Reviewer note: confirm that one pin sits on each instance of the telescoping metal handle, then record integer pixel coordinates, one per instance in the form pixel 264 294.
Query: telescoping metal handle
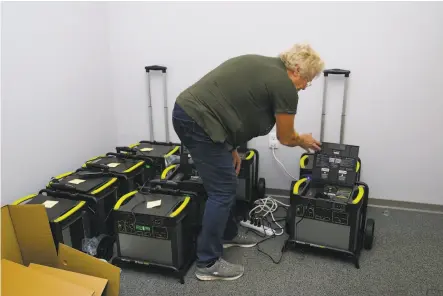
pixel 165 102
pixel 337 72
pixel 346 74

WHAT IS REQUIRED: Pull every line of text from the material above, word for word, and leave out the pictures.

COMPLETE ANSWER:
Reviewer note: confirm that one pin sits on each instance of the telescoping metal handle, then record integer pixel coordinates, one per instance in the form pixel 264 294.
Query: telescoping metal handle
pixel 165 102
pixel 337 72
pixel 346 74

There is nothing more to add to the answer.